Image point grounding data
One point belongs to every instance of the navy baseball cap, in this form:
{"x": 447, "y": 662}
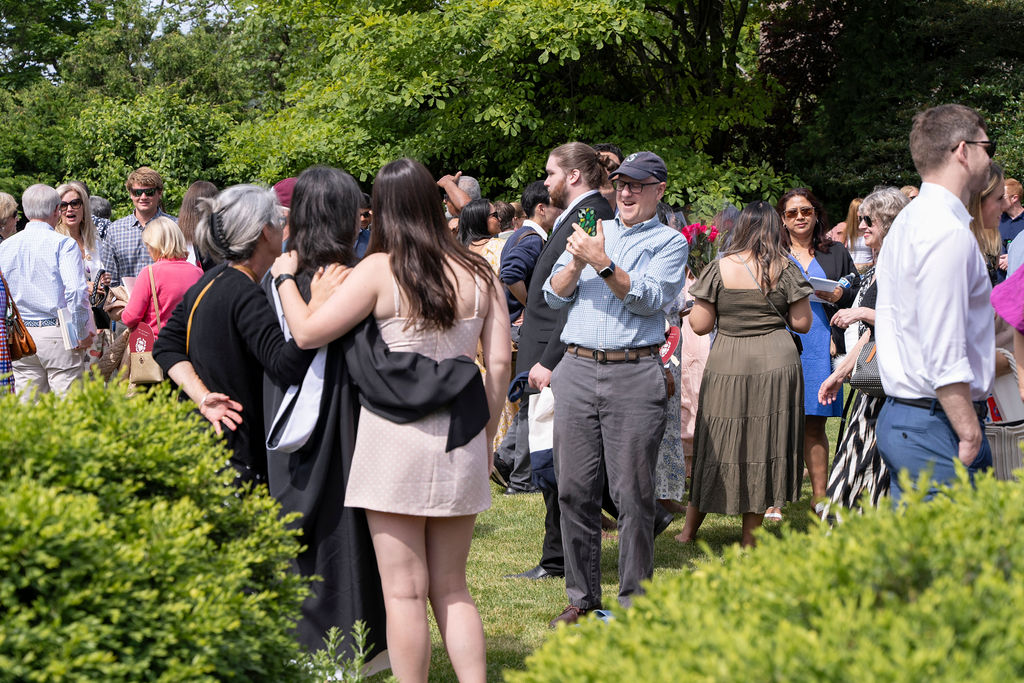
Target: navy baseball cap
{"x": 641, "y": 165}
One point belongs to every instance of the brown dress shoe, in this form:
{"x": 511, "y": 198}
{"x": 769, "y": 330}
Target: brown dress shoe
{"x": 568, "y": 616}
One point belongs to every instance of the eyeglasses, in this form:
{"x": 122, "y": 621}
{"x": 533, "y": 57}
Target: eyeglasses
{"x": 988, "y": 144}
{"x": 635, "y": 187}
{"x": 805, "y": 211}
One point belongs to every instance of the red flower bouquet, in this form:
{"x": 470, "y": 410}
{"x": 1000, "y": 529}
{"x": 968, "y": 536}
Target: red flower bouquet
{"x": 702, "y": 247}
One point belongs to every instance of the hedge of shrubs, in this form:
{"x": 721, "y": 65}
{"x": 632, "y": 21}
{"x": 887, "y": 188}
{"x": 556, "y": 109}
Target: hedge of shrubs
{"x": 126, "y": 555}
{"x": 935, "y": 592}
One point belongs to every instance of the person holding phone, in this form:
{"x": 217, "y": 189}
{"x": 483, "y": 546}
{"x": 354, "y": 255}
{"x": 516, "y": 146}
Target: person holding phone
{"x": 610, "y": 389}
{"x": 805, "y": 238}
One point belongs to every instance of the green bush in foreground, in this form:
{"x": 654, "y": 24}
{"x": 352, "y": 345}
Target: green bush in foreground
{"x": 125, "y": 553}
{"x": 935, "y": 593}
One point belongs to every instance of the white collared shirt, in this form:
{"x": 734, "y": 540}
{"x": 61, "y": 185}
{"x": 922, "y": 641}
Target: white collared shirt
{"x": 934, "y": 322}
{"x": 537, "y": 227}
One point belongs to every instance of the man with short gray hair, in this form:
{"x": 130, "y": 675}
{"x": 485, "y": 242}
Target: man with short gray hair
{"x": 45, "y": 272}
{"x": 936, "y": 340}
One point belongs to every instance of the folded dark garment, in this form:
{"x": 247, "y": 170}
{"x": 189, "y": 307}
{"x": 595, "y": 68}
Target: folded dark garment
{"x": 402, "y": 386}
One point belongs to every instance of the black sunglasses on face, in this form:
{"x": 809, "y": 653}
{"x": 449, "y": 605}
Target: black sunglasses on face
{"x": 988, "y": 144}
{"x": 805, "y": 211}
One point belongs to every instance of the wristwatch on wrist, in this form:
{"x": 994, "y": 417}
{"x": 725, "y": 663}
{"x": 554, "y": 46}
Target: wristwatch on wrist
{"x": 280, "y": 280}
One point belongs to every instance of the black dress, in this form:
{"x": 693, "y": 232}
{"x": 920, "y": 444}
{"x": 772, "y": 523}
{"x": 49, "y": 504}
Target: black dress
{"x": 235, "y": 338}
{"x": 311, "y": 480}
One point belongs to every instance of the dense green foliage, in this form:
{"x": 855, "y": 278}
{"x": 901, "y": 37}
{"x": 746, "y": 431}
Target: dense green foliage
{"x": 853, "y": 98}
{"x": 742, "y": 98}
{"x": 933, "y": 593}
{"x": 126, "y": 554}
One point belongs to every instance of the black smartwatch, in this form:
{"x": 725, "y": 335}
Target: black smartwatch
{"x": 280, "y": 280}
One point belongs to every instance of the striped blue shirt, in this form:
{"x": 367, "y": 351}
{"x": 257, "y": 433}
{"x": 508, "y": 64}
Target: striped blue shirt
{"x": 654, "y": 256}
{"x": 122, "y": 252}
{"x": 45, "y": 271}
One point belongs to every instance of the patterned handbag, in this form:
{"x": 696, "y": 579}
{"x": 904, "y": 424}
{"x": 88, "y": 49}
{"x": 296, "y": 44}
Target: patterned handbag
{"x": 865, "y": 376}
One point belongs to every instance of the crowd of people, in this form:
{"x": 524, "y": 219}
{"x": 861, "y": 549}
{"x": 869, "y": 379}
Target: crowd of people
{"x": 373, "y": 359}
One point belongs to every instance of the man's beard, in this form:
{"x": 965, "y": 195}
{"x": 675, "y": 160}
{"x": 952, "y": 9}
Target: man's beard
{"x": 557, "y": 196}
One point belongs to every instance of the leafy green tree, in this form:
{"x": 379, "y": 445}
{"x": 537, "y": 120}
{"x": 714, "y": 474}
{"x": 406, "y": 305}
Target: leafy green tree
{"x": 109, "y": 138}
{"x": 855, "y": 72}
{"x": 489, "y": 88}
{"x": 34, "y": 36}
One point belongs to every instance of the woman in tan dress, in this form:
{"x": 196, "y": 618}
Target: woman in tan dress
{"x": 751, "y": 414}
{"x": 430, "y": 295}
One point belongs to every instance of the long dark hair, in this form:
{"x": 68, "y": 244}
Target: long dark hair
{"x": 759, "y": 231}
{"x": 325, "y": 217}
{"x": 410, "y": 226}
{"x": 820, "y": 242}
{"x": 473, "y": 221}
{"x": 189, "y": 214}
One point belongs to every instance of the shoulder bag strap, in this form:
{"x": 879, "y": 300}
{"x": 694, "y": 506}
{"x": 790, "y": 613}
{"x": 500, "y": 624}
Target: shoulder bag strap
{"x": 773, "y": 306}
{"x": 193, "y": 311}
{"x": 153, "y": 291}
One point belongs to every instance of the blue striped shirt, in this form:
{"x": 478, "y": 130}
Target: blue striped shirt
{"x": 654, "y": 256}
{"x": 45, "y": 271}
{"x": 122, "y": 252}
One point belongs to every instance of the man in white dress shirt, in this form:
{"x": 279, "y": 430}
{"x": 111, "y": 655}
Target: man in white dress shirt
{"x": 46, "y": 273}
{"x": 936, "y": 343}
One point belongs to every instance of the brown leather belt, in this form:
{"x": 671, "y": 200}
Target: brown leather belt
{"x": 612, "y": 355}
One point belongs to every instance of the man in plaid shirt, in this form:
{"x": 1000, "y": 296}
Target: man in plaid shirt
{"x": 123, "y": 252}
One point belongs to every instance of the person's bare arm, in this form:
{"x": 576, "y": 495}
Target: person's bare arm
{"x": 496, "y": 345}
{"x": 457, "y": 197}
{"x": 215, "y": 407}
{"x": 955, "y": 399}
{"x": 349, "y": 303}
{"x": 702, "y": 316}
{"x": 800, "y": 315}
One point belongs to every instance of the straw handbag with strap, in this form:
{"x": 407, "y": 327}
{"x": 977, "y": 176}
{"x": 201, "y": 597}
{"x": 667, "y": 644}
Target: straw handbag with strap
{"x": 141, "y": 368}
{"x": 18, "y": 340}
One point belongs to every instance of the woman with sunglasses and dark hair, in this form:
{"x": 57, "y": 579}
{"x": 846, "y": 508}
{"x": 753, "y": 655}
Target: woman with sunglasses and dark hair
{"x": 818, "y": 256}
{"x": 421, "y": 489}
{"x": 749, "y": 431}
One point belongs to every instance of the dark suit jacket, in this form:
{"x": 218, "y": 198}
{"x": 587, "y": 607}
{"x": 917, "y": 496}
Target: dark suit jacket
{"x": 542, "y": 328}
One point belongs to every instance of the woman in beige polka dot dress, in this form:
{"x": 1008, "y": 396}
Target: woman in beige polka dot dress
{"x": 432, "y": 296}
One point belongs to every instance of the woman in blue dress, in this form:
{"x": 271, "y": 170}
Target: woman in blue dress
{"x": 806, "y": 236}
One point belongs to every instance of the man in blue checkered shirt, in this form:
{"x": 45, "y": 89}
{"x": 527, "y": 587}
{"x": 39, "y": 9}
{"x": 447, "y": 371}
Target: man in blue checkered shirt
{"x": 123, "y": 252}
{"x": 610, "y": 392}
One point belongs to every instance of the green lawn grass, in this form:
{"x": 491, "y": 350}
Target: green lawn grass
{"x": 515, "y": 612}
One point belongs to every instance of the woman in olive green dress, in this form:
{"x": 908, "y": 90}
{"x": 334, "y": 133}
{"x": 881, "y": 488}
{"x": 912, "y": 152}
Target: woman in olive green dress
{"x": 750, "y": 426}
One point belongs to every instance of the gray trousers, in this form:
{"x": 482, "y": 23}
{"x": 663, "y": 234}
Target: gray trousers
{"x": 614, "y": 411}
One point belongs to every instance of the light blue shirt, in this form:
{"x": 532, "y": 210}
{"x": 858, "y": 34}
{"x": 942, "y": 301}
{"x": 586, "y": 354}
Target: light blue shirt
{"x": 654, "y": 256}
{"x": 45, "y": 271}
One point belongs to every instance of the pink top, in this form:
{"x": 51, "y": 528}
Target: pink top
{"x": 173, "y": 279}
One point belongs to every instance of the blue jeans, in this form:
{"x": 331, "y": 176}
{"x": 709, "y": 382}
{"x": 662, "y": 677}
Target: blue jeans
{"x": 915, "y": 438}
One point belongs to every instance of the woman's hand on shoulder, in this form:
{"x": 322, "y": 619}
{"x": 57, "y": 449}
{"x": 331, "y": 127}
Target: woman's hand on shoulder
{"x": 325, "y": 282}
{"x": 287, "y": 263}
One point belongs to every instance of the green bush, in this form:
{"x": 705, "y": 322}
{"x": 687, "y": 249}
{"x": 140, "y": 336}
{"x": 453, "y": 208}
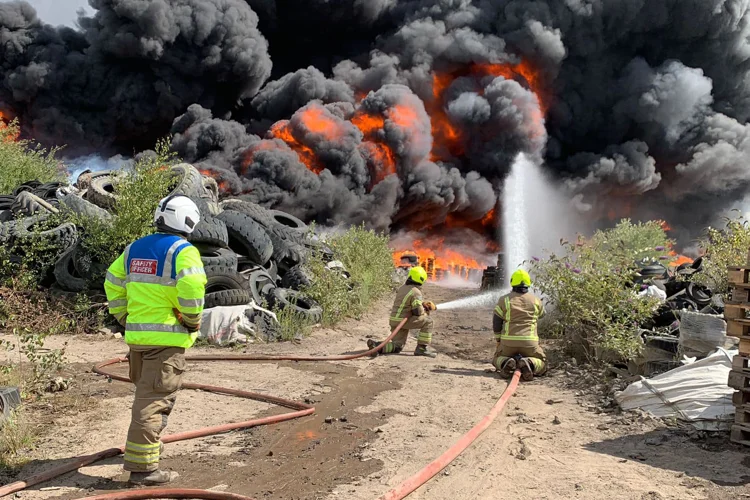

What to produce: Repeat, exactly as they stand above, the lines from the line with "One point belongs to every instance of the shoulder" to the line with "One point belongs to every instance of the brown leather", both lines included.

Answer to the problem:
One point belongs to every instance of the shoulder bag strap, in this form:
{"x": 879, "y": 300}
{"x": 694, "y": 506}
{"x": 790, "y": 613}
{"x": 500, "y": 624}
Target: shoulder bag strap
{"x": 773, "y": 306}
{"x": 193, "y": 311}
{"x": 153, "y": 291}
One point belongs to every instance of the blue striped shirt, in this form:
{"x": 478, "y": 130}
Target: blue striped shirt
{"x": 654, "y": 256}
{"x": 45, "y": 271}
{"x": 122, "y": 252}
One point belongs to every instance of the man in white dress shirt, in this form:
{"x": 279, "y": 430}
{"x": 111, "y": 655}
Target: man in white dress shirt
{"x": 46, "y": 273}
{"x": 936, "y": 343}
One point belongs to every instance of the brown leather belt, in this form:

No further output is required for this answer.